▼▼▼

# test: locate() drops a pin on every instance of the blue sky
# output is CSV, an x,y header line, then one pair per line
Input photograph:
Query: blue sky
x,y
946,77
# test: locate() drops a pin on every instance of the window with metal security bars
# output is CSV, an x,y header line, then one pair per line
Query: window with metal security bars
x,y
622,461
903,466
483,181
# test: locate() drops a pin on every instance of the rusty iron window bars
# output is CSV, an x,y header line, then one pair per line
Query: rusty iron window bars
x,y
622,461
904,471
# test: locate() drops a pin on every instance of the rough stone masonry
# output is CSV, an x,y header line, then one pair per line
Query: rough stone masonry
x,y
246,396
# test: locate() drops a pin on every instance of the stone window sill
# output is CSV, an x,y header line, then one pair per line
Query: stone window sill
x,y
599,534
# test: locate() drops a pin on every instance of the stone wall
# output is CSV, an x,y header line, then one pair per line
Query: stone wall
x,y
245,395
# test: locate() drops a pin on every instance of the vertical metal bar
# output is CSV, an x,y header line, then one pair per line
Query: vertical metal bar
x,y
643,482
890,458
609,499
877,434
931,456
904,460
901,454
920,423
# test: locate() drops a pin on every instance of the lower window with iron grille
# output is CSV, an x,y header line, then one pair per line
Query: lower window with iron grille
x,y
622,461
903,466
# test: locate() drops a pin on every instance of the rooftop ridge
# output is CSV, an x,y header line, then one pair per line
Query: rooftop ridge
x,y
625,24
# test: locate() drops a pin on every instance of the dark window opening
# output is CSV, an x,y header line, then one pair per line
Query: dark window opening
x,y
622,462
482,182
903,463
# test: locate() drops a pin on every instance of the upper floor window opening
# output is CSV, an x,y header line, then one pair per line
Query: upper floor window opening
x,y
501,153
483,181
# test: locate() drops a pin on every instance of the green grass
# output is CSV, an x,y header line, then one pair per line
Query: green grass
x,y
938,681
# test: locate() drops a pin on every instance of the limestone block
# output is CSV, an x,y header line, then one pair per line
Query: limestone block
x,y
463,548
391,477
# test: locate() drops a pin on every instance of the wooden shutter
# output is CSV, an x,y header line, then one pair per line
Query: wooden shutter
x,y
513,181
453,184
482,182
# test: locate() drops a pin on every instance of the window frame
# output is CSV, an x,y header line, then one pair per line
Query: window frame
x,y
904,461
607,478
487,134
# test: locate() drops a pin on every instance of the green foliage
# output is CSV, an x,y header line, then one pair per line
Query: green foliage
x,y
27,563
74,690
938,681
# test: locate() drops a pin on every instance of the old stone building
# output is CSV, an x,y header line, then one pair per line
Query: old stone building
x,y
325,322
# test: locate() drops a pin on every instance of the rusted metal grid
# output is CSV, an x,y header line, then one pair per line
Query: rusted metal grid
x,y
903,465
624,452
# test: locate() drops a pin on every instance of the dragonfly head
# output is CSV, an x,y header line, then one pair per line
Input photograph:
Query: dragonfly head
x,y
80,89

▲▲▲

Written instruction - Can you convert the material above into a Markdown table with the columns "Row" and "Material line", starting with the line containing "the limestone block" and going on through the end of the material, skipping any blank lines?

Task output -
| Row | Material line |
|---|---|
| 1 | # test: locate() drops a pin on every instance of the limestone block |
| 2 | # output is CSV, an x,y header line, then one pair per line |
| 3 | Query: limestone block |
| 4 | x,y |
| 5 | 463,548 |
| 6 | 391,477 |
| 7 | # test: locate() drops a pin on every instance of the wooden shutter |
| 8 | # output is CSV, an x,y header line, then one pair per line |
| 9 | Query: wooden shutter |
| 10 | x,y |
| 11 | 513,181 |
| 12 | 453,184 |
| 13 | 482,182 |
| 14 | # test: locate() drops a pin on every instance of the window frame |
| 15 | # output is CSV, an x,y header line, then one pair per line |
| 16 | Query: window frame |
| 17 | x,y |
| 18 | 904,461 |
| 19 | 607,478 |
| 20 | 487,134 |
| 21 | # test: locate() drops a pin on every instance of the green foliage |
| 22 | # output is CSV, an x,y header line, then one pair per line |
| 23 | Query: green foliage |
| 24 | x,y |
| 25 | 27,563 |
| 26 | 74,690 |
| 27 | 938,681 |
| 28 | # test: locate() drops a pin on every instance of the old stone building |
| 29 | # output is CSV, an x,y header line, then one pair per line |
| 30 | Query: old stone building |
| 31 | x,y |
| 32 | 325,322 |
| 33 | # test: locate() drops a pin on every instance of the rusted metal grid |
| 34 | # output is CSV, an x,y header line, then one pair per line |
| 35 | Query: rusted metal grid |
| 36 | x,y |
| 37 | 903,465 |
| 38 | 624,452 |
| 39 | # test: locate() drops a pin on every instance of the dragonfly head |
| 40 | # output is CSV, an x,y header line, then one pair per line |
| 41 | Input photograph: |
| 42 | Query: dragonfly head |
| 43 | x,y |
| 44 | 80,89 |